>>

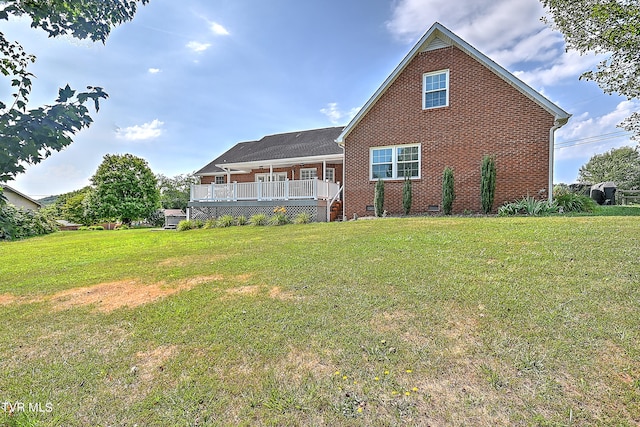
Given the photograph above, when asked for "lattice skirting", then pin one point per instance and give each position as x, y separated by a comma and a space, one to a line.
207, 211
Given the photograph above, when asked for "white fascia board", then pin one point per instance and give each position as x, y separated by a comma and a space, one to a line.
440, 31
248, 166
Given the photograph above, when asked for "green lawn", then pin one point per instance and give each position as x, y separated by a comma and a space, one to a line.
418, 321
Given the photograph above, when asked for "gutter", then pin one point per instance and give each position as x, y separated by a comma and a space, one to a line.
559, 122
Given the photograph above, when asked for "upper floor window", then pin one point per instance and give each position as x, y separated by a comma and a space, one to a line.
436, 89
308, 173
395, 162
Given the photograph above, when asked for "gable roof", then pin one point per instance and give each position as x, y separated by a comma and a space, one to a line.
437, 37
278, 149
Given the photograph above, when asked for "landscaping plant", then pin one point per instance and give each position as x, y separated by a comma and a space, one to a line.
448, 191
378, 198
407, 195
487, 183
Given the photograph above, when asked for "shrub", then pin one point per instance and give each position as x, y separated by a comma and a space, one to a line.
258, 220
448, 191
571, 202
407, 196
210, 223
226, 221
302, 218
527, 206
186, 224
378, 198
22, 223
487, 183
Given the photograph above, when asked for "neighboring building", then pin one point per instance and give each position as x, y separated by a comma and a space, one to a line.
446, 104
172, 217
20, 200
298, 170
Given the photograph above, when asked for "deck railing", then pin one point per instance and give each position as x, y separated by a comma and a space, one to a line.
276, 190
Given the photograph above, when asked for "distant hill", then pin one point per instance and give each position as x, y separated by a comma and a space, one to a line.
48, 200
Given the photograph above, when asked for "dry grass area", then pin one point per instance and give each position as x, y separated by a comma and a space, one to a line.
422, 321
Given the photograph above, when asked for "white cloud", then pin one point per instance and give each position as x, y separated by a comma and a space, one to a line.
336, 116
588, 135
141, 132
198, 47
218, 29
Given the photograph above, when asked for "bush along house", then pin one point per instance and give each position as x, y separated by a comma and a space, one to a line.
445, 105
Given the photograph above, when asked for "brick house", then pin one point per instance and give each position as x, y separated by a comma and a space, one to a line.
445, 104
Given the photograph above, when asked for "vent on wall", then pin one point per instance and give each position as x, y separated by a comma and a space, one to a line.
436, 43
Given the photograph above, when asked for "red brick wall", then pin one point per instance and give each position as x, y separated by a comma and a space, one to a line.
485, 115
291, 172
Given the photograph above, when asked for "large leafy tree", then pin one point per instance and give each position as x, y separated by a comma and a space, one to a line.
124, 189
29, 135
175, 191
620, 165
609, 27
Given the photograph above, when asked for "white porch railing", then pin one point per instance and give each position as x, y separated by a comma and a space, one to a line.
276, 190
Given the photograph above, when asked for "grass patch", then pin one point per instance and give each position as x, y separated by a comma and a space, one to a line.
441, 321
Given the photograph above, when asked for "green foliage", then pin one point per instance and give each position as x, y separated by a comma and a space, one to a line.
571, 202
378, 198
175, 191
487, 183
18, 224
607, 27
279, 218
190, 224
407, 196
258, 220
448, 191
302, 218
226, 221
528, 206
125, 188
620, 165
31, 135
210, 223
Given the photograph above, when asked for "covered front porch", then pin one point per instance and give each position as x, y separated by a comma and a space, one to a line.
320, 199
307, 189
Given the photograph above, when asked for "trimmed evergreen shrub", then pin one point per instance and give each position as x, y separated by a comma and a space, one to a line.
378, 198
407, 196
487, 183
448, 191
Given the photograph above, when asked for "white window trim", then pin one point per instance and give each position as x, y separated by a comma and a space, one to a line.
267, 176
308, 170
394, 161
424, 88
333, 174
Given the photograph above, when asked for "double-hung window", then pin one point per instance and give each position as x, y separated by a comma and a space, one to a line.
396, 162
436, 89
308, 173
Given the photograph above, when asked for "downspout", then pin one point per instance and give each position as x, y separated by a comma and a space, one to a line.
559, 122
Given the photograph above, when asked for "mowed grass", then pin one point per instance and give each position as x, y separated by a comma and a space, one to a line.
418, 321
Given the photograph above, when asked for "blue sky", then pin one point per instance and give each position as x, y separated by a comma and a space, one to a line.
187, 80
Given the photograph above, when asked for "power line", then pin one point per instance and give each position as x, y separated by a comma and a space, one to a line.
592, 139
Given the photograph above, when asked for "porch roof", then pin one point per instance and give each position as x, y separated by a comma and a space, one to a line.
310, 146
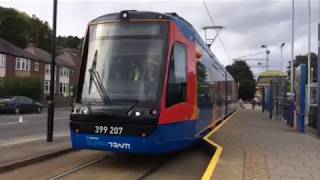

<<

== GOAL ==
Tally the lines in the listing above that contain the string "shrub", treating uppercase and lowercase as different, and reply with the count alone.

== WORKED SOLUTION ==
2